## [Alıntılanan metin]
= = = =
Buradasınız
EYT’lilerin İsyanı: Hakkımız Olanı İstiyoruz!
EYT, yani emeklilikte yaşa takılanlar... Bir süredir seslerini duyurmaya çalışıyorlar. Sayıları milyonları bulan EYT’lilerin talep ve isteklerine ise iktidarın kulakları kapalı… Öyle ki Cumhurbaşkanının “bir tarafta stokçular, fırsatçılar türedi, bir tarafta bunlar türedi” diyebiliyor. Bu açıklama, “mezarda emekli olmak istemediklerini” söyleyen milyonlarca EYT’linin tepkisine neden oldu.
25-30 yıl prim ödemiş, yeri gelmiş en zor koşullarda çalışmayı göze almış ve yıllarca emekli olabilmemin hayalini kurmuş EYT’liler tepkilerini şöyle dile getiriyorlar: “Cumhurbaşkanı, bizim için ‘nereden türediler?’ diyor. Bizler yirmi, otuz sene çalışıp devlete primlerini yatıran, prim gün sayısı dolmuş, emekli edilmesi gereken insanlarız. Bizim günümüz doldu bizi emekli yapın. Kimseden bir şey istemiyoruz. Devlete ödediğimiz paraları geri istiyoruz. Kendi paramızı istiyoruz.”
“Ülke genelinde bizler hakkında yanlış ithamlara rastlıyoruz. Bizlerin genç yaşta emekli olmak istediğini düşünen arkadaşlar var. Bizler yıllardır bu ülkenin toprağına, havasına, suyuna, sanayisine hizmet eden işçileriz, memurlarız, çiftçileriz. Bizler bugüne kadar yasa çerçevesinde elimizden alınan haklarımızı geri istiyoruz. SGK primi ödemediğimiz zaman sağlık hizmetlerinden faydalanamıyoruz. Yaşımız 50-55’e geldiği zaman fabrikalarda iş bulamıyoruz” diyorlar.
Evet, yıllarca gece gündüz demeden çalışan, çocuklarının büyümesini bile göremeyen işçiler, 1999 yılında çıkarılan mezarda emeklilik yasasının değişmesini, ellerinden alınan haklarının geri verilmesini istiyorlar. Milyonlarca işçinin emeklilik yaşını uzatan bu yasa, çıktığı tarihten öncesine de işletilmiş, 1999’dan önce sigortalı olanların da emekli olma hakları ellerinden alınmıştı. Bu yasa geçmeden önce primini ve sigortalılık süresini dolduranlar emekli olabiliyordu. Eylül 1999 tarihinden önce emeklilik koşulları erkeklerde 25 yıl sigortalılık süresi ve 5 bin gün prim günü, kadınlarda ise 20 yıl sigortalılık süresi ve 5 bin gün primdi. Yaş şartı ise bugünkü gibi değildi. Diğer şartları yerine getirmişlerse kadınlar 38, erkekler 43 yaşından sonra emekli olabiliyorlardı.
= = = =
## [Gösterilen kayıtlar]
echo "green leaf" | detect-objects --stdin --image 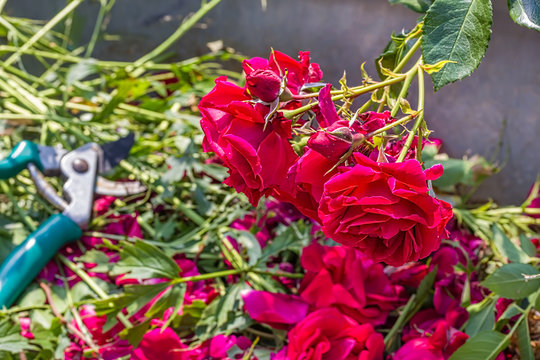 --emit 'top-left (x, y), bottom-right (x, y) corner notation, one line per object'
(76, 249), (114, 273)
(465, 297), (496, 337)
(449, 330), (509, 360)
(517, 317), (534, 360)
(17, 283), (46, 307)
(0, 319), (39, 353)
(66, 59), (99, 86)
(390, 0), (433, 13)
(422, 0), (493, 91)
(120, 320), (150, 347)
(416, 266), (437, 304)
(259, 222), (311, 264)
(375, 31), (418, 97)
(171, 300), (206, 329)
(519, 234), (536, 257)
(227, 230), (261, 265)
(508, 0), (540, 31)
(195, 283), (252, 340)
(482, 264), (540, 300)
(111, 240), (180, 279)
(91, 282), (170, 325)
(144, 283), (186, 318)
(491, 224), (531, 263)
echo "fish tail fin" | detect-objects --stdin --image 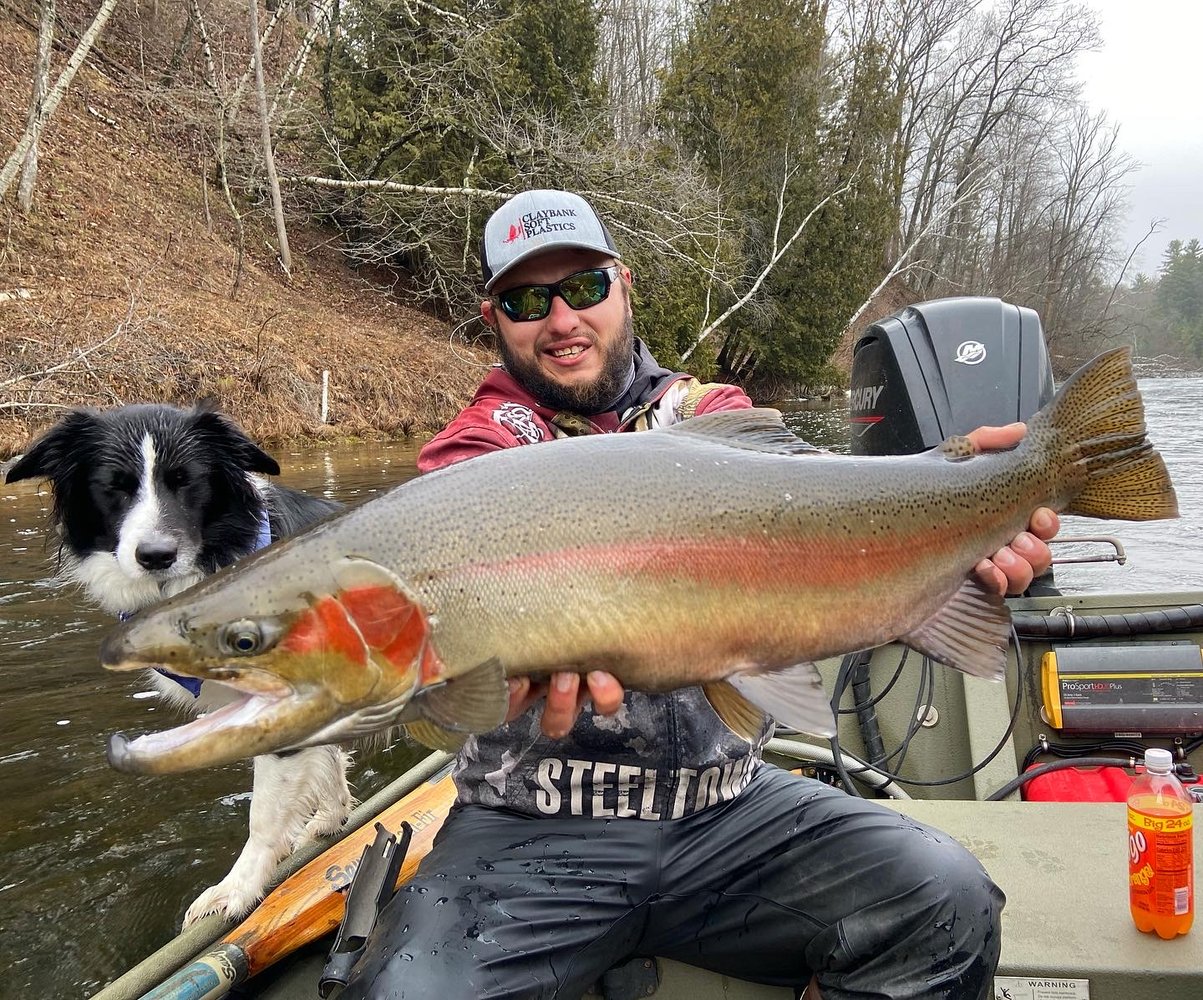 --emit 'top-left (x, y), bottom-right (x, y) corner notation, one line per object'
= = = =
## [Görevler]
[1] EYT'lilerle ilgili metne göre şu soruları yanıtlayın:
(a) Emeklilik yaşını uzatan yasa hangi yıl çıkarıldı?
(b) EYT'liler yaşları kaça geldiğinde fabrikalarda iş bulamadıklarını söylüyor?
(c) Eylül 1999'dan önce kadınlar için sigortalılık süresi şartı kaç yıldı?
[2] EYT'lilerle ilgili metnin devamını yazın.

## [Yanıtlar]
[1]
(a) 1999
(b) 50-55
(c) 20 yıl

[2]
Özel sektörün kendilerine “yaşlısın” diyerek iş vermediğini, devletin ise “gençsin” diyerek emekli etmediğini söyleyen EYT’liler, ekonomik krizden dolayı geçinemediklerini, iş bulmada zorlandıklarını, çocuklarının ihtiyaçlarını karşılayamadıklarını belirtiyorlar. Milletvekillerinin kısa sürede emekli olduklarını kendilerinin ise 30 yıl beklemek zorunda kaldıklarını ve bunun adil olmadığını vurguluyorlar.
Emeklilik sorunu sadece girişi 1999’dan önce olanları ilgilendirmiyor. Aslında bütün işçileri yakından ilgilendiriyor. Patronların düzeninde biz işçiler yaşamak için çalışmak zorundayız. Çalışmadığımızda en temel ihtiyaçlarımızı bile karşılayamayız. Oysa insanlar zamanla yıpranırlar, yaşlanırlar ve çalışamayacak duruma gelirler. Genç iken gösterdiğimiz performansı ileriki yaşlarda gösteremeyiz. Bu yüzden belli bir yaştan sonra iş temposunu kaldıramayacak duruma geliriz. Çalışma koşullarının zorluğu, aşırı derecede uzayan iş saatleri ve fazla mesailer bizleri çok daha genç yaşlarda yıpratıyor, tüketiyor. 15-20 yıl içinde bir işçi, sanki 25-30 yıl çalışmış gibi yıpranıyor. Ama emeklilik yaşı bu gerçeklere göre belirlenmiyor. Fazla çalışma ve bunun neden olduğu yıpranma emekliliğe yansıtılmıyor. Yıllarca hasta ve tükenmiş bir şekilde çalışmak zorunda kalıyoruz.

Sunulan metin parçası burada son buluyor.